Zu erstellen:
Setzen Sie den Diskussionsbeitrag über Wirtschaftsliberalismus und die Freiheit des Individuums im Anschluss an seinen letzten Satz fort.

Gezeigter Textauszug:

★ ★ ★

Wieso hat die einen an der Waffel?

Nehmen wir die oben von Dir zitierte Passage. In dieser fasst sie Wirtschaftsliberalismus (wahrscheinlich meint sie damit wohl eher die Marktwirtschaft) als eine saekularisierte Theologie auf. Dahinter sieht sie eine unsichtbare, ordnende Hand, die sie als Ausdruck einer goettlichen Allmacht deutet, bei deren Anwesenheit wiederum angeblich die individuelle Freiheit fehlt. In Tat und Wahrheit ist 'Wirtschaftsliberalismus' ein selbstorganisierendes System, in dem Marktteilnehmer durch ihr Mitwirken Einfluss nehmen und sich durch die Summe des Mitwirkens automatisch ein Gleichgewicht bildet. Mit marktwirtschaftlichen Theorien kann man das Verhalten der Marktteilnehmer sowie die Preisbildung beschreiben. Allerdings handelt es sich dabei um rein statistische Theorien, d.h. die Gesetze der Marktwirtschaft koennen lediglich auf eine groessere Zahl von Individuen angewendet werden; sobald man sie jedoch auf eine kleine nicht repraesentative Gruppe oder gar ein einziges konkretes Individuum bezieht, verlieren diese Gesetze ihre Gueltigkeit. Somit kann keineswegs durch die Existenz marktwirtschaftlicher Gesetze auf eine Unfreiheit des Individuums geschlossen werden. Die Freiheit des Individuums besteht ja gerade darin, dass es sich nicht bloss gegen sondern auch fuer eine marktwirtschaftliche Handlungsweise entscheiden kann. Die Frage ist also nicht, ob das einzelne Individuum 'blind einem Mechnismus vertrauen soll' sondern, ob statistisch gesehen eine Mehrheit von ihnen das tut oder nicht.

Marktwirtschaftliche Theorien versuchen nicht, die gesamte Welt aus diesem einen Punkt heraus zu erklaeren. Wer diesen Theorien eine (goettliche) Allmacht unterstellt, um diese Allmacht natuerlich sofort genuesslich wieder zu demontieren, der demontiert nicht die Theorien an sich sondern lediglich die eigenen unzutreffenden Allmachtsunterstellungen - nicht gerade schlau, eine solches Vorgehen. Keine Wissenschaft kann die gesamte Welt aus einem Blickwinkel heraus vollstaendig erklaeren, und das Transzendente schon gleich gar nicht. Man kann an das Transzendente glauben oder eben auch nicht; Raum genug fuer diesen Glauben wird es neben der Wissenschaft immer geben, da sogar alle Wissenschaften zusammengenommen nie alles werden erklaeren koennen, und es auch gar nicht wollen.

★ ★ ★

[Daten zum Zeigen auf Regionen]

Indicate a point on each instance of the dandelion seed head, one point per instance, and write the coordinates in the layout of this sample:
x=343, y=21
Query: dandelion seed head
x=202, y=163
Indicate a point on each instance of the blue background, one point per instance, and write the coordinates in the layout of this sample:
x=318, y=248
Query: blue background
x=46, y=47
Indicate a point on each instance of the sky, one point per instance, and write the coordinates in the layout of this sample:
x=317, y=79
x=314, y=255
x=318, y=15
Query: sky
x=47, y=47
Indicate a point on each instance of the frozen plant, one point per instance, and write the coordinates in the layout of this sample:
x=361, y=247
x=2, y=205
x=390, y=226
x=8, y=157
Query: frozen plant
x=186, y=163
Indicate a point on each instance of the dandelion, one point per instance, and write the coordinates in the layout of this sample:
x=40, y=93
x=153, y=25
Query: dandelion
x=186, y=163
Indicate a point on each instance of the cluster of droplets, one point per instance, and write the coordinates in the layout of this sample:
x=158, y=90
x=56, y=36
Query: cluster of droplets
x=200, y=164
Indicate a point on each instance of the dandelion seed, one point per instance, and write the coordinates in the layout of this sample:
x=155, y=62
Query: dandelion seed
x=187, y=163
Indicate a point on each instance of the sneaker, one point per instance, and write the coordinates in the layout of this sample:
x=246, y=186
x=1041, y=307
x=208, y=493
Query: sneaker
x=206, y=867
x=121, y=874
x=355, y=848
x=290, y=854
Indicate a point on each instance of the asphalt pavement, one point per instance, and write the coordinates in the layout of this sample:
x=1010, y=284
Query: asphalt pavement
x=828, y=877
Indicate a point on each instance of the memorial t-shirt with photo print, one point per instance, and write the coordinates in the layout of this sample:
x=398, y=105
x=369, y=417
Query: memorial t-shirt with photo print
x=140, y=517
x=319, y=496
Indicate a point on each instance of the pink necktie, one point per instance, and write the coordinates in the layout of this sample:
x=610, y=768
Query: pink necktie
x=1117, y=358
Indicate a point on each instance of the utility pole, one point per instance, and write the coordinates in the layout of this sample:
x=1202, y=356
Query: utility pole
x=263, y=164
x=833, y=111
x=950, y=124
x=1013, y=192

★ ★ ★

Die Antwort:
Voellig abstrus wird's, wenn Frau Praetorius anfaengt vom 'Patriarchat', von 'postpatriarchalischer Ethik' zu fabulieren. Einmal mehr ist nicht klar, was sie eigentlich darunter versteht; ausser, dass es offenbar irgendeine obskure Herrschaftsform sein muss, die heute existiert. Nichtsdestotrotz versichert sie, dass das 'Patriarchat' bruechig und abgewirtschaftet sei. Es ist eine Binsenweisheit, dass jede von Menschen geschaffene Ordnung, jede Kultur irgendwann auch wieder untergeht; die Menschheitsgeschichte ist voll von untergegangenen Kulturen, Staats- und Gesellschaftsordnungen. Trotzdem scheint das 'Patriarchat' bislang jede untergegangene Kultur und Gesellschaftordnung irgendwie ueberlebt zu haben, wenn man den Feministen glauben will. Wenn das so ist, inwiefern gibt es dann Anzeichen, dass das 'Patriarchat' ausgerechnet heute bruechig ist und in naher Zukunft untergehen wird? Muss man nicht umgekehrt annehmen, dass die Transformation nicht zu einer 'postpatriarchalischen' Gesellschaft hin stattfindet sondern die 'patriarchalischen' Strukturen derart flexibel sind, dass sie solche gesellschaftlichen Transformationen zulassen ohne an den grundlegenden Strukturen etwas zu aendern? So gesehen waere es eine aeusserst beeindruckende Leistung des 'Patriarchats', dass es sich ueber alle zeitlichen, geographischen und kulturellen Barrieren hinweg halten konnte. Wie auch immer: ohne serioese, allgemein akzeptierte Definition von 'Patriarchat' kann man das nicht sinnvoll diskutieren. Und selbst wenn es eine solche Definition gaebe, muesste man dann noch belegen, dass heute eine Umgestaltung der Welt zum 'Postpatriarchat' hin stattfaende. Angesichts der eher kontinuierlich verlaufenden politischen und wirtschaftlichen Entwicklungen duerfte das zumindest im westlichen Kulturbereich ziemlich schwer fallen. Aber wenn ich das Interview mit Frau Praetorius so lese, scheint sie sich ohnehin eher mit ihren abstrakten Gedankenkonstruktionen zu befassen, anstatt gelegentlich mal die Realitaet zu konsultieren.